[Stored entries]
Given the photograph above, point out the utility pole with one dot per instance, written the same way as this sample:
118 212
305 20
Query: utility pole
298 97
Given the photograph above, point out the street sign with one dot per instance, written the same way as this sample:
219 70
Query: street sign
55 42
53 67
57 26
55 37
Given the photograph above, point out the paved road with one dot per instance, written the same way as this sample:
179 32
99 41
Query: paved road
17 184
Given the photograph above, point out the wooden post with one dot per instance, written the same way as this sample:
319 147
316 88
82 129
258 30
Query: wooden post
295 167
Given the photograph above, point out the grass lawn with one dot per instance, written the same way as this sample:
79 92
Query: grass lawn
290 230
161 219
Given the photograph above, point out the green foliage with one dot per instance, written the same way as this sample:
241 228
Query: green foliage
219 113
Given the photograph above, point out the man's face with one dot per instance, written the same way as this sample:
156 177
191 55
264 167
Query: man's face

EXERCISE ▸
Set down only these lines, exactly: the one containing "Query: grass lawn" and each line after it through the end of the entries above.

SOLUTION TO THIS EXERCISE ▸
Query: grass lawn
290 230
161 219
Given the photograph above, point out the green foliage with one dot per instance, written the same way as this sample:
241 228
Query: green foliage
219 113
Given the photograph above, point out the man's face with one dot per instance, written the same way as this sample:
156 177
191 55
264 167
Query: man's face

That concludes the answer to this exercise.